> [DATASET RECORDS]
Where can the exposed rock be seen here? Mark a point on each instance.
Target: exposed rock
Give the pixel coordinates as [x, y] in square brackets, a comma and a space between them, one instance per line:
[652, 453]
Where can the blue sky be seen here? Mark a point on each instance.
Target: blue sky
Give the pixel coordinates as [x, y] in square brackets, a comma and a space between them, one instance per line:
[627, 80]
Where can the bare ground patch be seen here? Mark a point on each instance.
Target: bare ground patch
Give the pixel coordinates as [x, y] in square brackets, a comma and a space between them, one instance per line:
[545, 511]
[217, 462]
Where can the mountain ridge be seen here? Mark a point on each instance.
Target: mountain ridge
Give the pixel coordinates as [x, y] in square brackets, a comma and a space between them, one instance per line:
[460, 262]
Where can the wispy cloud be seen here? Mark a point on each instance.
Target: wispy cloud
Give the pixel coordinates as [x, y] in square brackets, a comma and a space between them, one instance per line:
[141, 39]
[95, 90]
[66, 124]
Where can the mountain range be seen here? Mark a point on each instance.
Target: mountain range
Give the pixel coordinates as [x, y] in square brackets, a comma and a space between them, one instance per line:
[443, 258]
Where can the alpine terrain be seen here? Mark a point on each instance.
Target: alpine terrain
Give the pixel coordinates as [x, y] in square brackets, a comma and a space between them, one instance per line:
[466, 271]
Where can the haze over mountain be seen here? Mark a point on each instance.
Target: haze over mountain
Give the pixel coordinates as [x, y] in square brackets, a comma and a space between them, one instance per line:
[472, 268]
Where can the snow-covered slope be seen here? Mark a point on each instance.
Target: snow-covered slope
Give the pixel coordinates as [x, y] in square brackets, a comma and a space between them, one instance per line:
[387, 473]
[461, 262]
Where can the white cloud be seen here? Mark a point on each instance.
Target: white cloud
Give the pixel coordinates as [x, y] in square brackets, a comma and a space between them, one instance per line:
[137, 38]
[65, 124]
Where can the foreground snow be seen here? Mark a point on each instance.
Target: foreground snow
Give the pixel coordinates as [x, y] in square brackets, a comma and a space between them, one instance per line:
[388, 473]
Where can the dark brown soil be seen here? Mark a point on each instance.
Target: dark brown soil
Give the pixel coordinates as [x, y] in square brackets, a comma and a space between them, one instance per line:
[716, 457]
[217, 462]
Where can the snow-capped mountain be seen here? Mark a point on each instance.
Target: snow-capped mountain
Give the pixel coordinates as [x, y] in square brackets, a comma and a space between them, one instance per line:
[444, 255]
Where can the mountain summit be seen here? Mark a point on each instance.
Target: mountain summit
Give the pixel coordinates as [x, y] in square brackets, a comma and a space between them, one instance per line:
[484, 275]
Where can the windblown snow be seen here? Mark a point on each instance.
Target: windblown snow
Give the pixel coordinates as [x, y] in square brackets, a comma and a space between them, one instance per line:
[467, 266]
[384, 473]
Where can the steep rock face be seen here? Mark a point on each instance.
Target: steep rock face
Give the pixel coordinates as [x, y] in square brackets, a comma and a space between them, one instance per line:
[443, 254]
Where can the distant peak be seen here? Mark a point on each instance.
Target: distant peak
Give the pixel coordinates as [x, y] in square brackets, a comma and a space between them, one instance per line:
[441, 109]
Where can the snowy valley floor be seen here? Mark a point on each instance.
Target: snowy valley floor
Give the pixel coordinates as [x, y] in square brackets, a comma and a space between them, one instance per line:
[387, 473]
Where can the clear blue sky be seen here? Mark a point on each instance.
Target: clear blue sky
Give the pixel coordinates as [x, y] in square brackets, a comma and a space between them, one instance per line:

> [EXERCISE DETAILS]
Rewrite the stretch from the line that contains "Where can the distant" through the end of the rows, requests included, and raise every pixel coordinate in the answers by 56.

> [WRITTEN REPLY]
Where can the distant peak be seen here? Mark a point on each instance.
Target: distant peak
Give the pixel coordinates as [x, y] in square brackets, a comma and a space between them, one instance per line:
[497, 165]
Where can the snowy valley floor be seen here? Mark a point on each instance.
Target: snowy valley floor
Give the pixel coordinates as [x, y] in square brackets, a comma and a space between them, one instance per line:
[443, 529]
Where can the clear blue sky be seen here? Mark a point on each instance.
Target: clear blue sky
Give the pixel coordinates as [x, y] in square brackets, a comma and a space between them, one instance per line:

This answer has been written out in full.